• [ACTION ITEM A]
In the prion diseases text, in which decade did kuru first bring prion diseases to prominence?
• [ACTION ITEM B]
Render this sentence from the prion diseases text into Spanish: "They ground up the brain into a pale grey soup, heated it and ate it."
• [ACTION ITEM C]
Proceed with the text on prions and prion diseases, starting after its final sentence.

• [EXERCISE TEXT]
+++

Table 1 some prion diseases:

  • Scrapie: sheep
  • TME (transmissible mink encephalopathy): mink
  • CWD (chronic wasting disease): muledeer, elk
  • BSE (bovine spongiform encephalopathy): cows
  • CJD: Creutzfeld-Jacob Disease: human
  • GSS: Gerstmann-Straussler-Scheinker syndrome: human
  • FFI: Fatal familial Insomnia: human
  • Kuru : human
  • Alpers Syndrome: human

An interesting historical anecdote regarding early prion research is touched on by Dr Shaun Heaphy lecturer at the University of Leicester Kuru is the condition which first brought prion diseases to prominence in the 1950s. Found in geographically isolated tribes in the Fore highlands of New Guinea. Established that ingesting brain tissue of dead relatives for religious reasons was likely to be the route of transmission. They ground up the brain into a pale grey soup, heated it and ate it. Clinically, the disease resembles CJD. Other tribes in the vicinity with same religious habit did not develop the disease. It is speculated that at some point in the past a tribe member developed CJD, and as brain tissue is highly infectious this allowed the disease to spread. Afflicted tribes were encouraged not to ingest brain tissue and the incidence of disease rapidly declined and is now almost unknown.” This rather macabre custom did illustrate how this strange infection behaved and how it might work through a population of people.

Even more intriguing, these prions seem to be related to a normal and abundant cellular protein (PrPc) located on the membrane on run of the mill neural cells. These prion like structures have a different structural shape than infectious prions and are perhaps functionally linked with normal neural transmission, though no one really knows for sure.

Prions and these PrPc proteins seem to have species specific structures but these configurations are fairly similar across the board. This species specificity dramatically slows down cross species infections and makes such jumps far less probable, but not impossible- especially if there is a susceptible individual on the other end.

The prion varies in its structural three dimensional forms from the normal PrPc protein and it’s this structural difference that seems to make them so insidiously pathological. To make matters worse, it seems there may be genetically susceptible individuals that are more prone to having their own PrPc proteins “shape shift” into the pathological infectious prion by coming into contact with a prion (by the way, not all shape shifted prions are lethal).

+++

• [INFORMATION GIVEN]
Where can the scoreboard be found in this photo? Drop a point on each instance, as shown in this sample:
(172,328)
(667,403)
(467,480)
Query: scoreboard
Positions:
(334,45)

+++

• [EXPECTED ANSWER A]
The 1950s.

• [EXPECTED ANSWER B]
Molían el cerebro hasta obtener una sopa gris pálida, la calentaban y se la comían.

• [EXPECTED ANSWER C]
Interestingly, that it is possible to eventually “transform” an infectious prion from one species to another susceptible species is a prime example of witnessing evolution “unplugged” right before our eyes. The ability of these prions to evolve structurally and in time come up with the right configuration to cross species without any genetic elements is remarkable.

As ERV puts it “How does something with the same amino acid sequence evolve??”. With respect to prion research being done by Dr Bartz she adds “The idea I pitched to Dr. Bartz (the idea he was already planning on pitching to the scientific community hehe, I iz smrt) is that prions operate like HIV-1. But instead of exploring sequence space like my HIV, his prions explore structure space. One protein exploring all possible structural configurations. It has an optimal configuration for minks, but needs to explore and find a more optimal configuration for ferrets.” Amazing stuff!

What does a normal PrPc do? What makes its shapeshifted version so lethal? According to the Prion Institute Studying how and why proteins misfold and the genetics, diagnoses and treatments of prion diseases will have positive implications for both animal and human health issues.”

Indeed, the possible breakthroughs for understanding the prion phenomenon may have staggering implications towards not just understanding the spongiform encephalopathies, but other degenerative neural diseases (i.e.; Alzheimer) as well as shed light on normal brain physiology. All this from a tiny inert blob of protein- reality is indeed far stranger than fiction.


1) Visible end results at post-mortem are non-inflammatory lesions, vacuoles, amyloid protein deposits and astrogliosis.

1 comment:

ERV said...

Oooh nice! Ive got more prion stuff in the works, and Im gonna linky to this for background! Thanks!!